→ **DIRECTIVES**
A) Rewrite the paragraph in the Vista keygen thread that begins "Microsoft has yet another problem" as a short bulleted list, keeping its main facts.
B) Answer these from the Vista keygen thread:
(i) How many characters are in the random string the keygen makes?
(ii) How long had Casheti been running it at the time of the post saying "Nothing yet"?
(iii) What free operating system does cdawall tell Casheti to get?

--- start of PAGE TEXT ---

# Windows Vista activation key generators begin making their way onto the internet



## zekrahminator (Mar 1, 2007)

Microsoft has yet another problem on it's hands regarding Windows Vista. Windows Vista, despite all the effort Microsoft put into securing it with various forms of Windows Genuine Advantage (WGA) software, now has key generators (keygens) that can give a pirate a valid key. This is in no way perfect, and is quite time consuming. It simply makes a random string of 25 characters, which the pirate would then subject to Windows activation. If this were to ever catch on as a major fad among pirates, serious problems would arise. The most serious problem to Microsoft would not be the unpaid copy of Windows. Instead, it would be the possibility of a key matching a legal key that hasn't been bought yet.

*View at TechPowerUp Main Site*


----------



## ktr (Mar 1, 2007)

Should I be happy or sad?


----------



## Casheti (Mar 1, 2007)

I'm ALREADY ON IT. HOPE IT WORKS!


----------



## cdawall (Mar 2, 2007)

tsk tsk tsk people should just buy VISTA and not steal it (like i may have done with XP)


----------



## Casheti (Mar 2, 2007)

Some of us can't afford Vista. (Especially at 15 years old with no source of income).

I've been running this for an hour. Nothing yet. Some people have done it for 15 hours or more and still got nothing. I do hope this works.


----------



## Ketxxx (Mar 2, 2007)

ktr said:


> Should I be happy or sad?



Happy  M$ do just about everything they can to screw the consumer over as it is, ironically, the pirates who make the keygens are more good than bad. I would go into a lot of detail, but I'm feeling lazy


----------



## cdawall (Mar 2, 2007)

Casheti said:


> Some of us can't afford Vista. (Especially at 15 years old with no source of income).
> 
> I've been running this for an hour. Nothing yet. Some people have done it for 15 hours or more and still got nothing. I do hope this works.



GET LINUX it is free that is what i am on right now DSL FTW


----------



## ktr (Mar 2, 2007)

--- end of PAGE TEXT ---
--- start of DATA ROWS ---

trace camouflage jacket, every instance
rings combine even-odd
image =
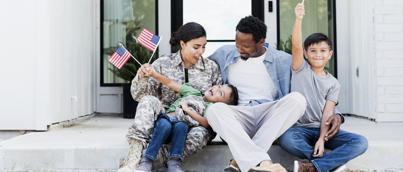
[[[180,84],[185,83],[185,67],[181,57],[181,50],[169,56],[162,57],[152,64],[154,71]],[[189,82],[192,86],[204,93],[213,86],[222,83],[218,65],[213,61],[201,57],[188,70]],[[158,98],[165,108],[181,97],[179,92],[168,87],[155,78],[140,78],[136,75],[131,82],[130,92],[133,98],[139,101],[146,95]]]

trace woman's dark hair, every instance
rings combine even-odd
[[[205,36],[205,30],[202,25],[195,22],[186,23],[181,26],[178,31],[172,33],[169,40],[171,51],[174,53],[179,51],[181,49],[181,41],[186,43],[194,39]]]
[[[236,87],[232,84],[227,84],[232,90],[231,92],[231,95],[229,96],[229,100],[227,101],[226,104],[229,105],[238,105],[238,100],[239,96],[238,95],[238,89]]]
[[[253,36],[253,41],[257,43],[262,38],[266,39],[267,26],[257,17],[252,15],[246,16],[241,19],[236,25],[236,30],[243,33],[250,33]]]
[[[303,42],[303,47],[305,48],[305,51],[308,51],[308,47],[324,41],[329,45],[329,50],[332,50],[332,41],[327,38],[327,37],[325,34],[315,33],[309,35]]]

--- end of DATA ROWS ---

→ **ANSWERS IN ORDER**
A)
- Windows Vista now has key generators (keygens) that can give a pirate a valid key, despite Microsoft's Windows Genuine Advantage (WGA) protections.
- The method is imperfect and time-consuming. It makes a random 25-character string, which the pirate then submits to Windows activation.
- Serious problems would arise if it became a major fad among pirates.
- Microsoft's biggest problem would not be the unpaid copy of Windows. It would be the chance that a generated key matches a legal key that hasn't been bought yet.

B)
(i) 25 characters.
(ii) An hour.
(iii) Linux.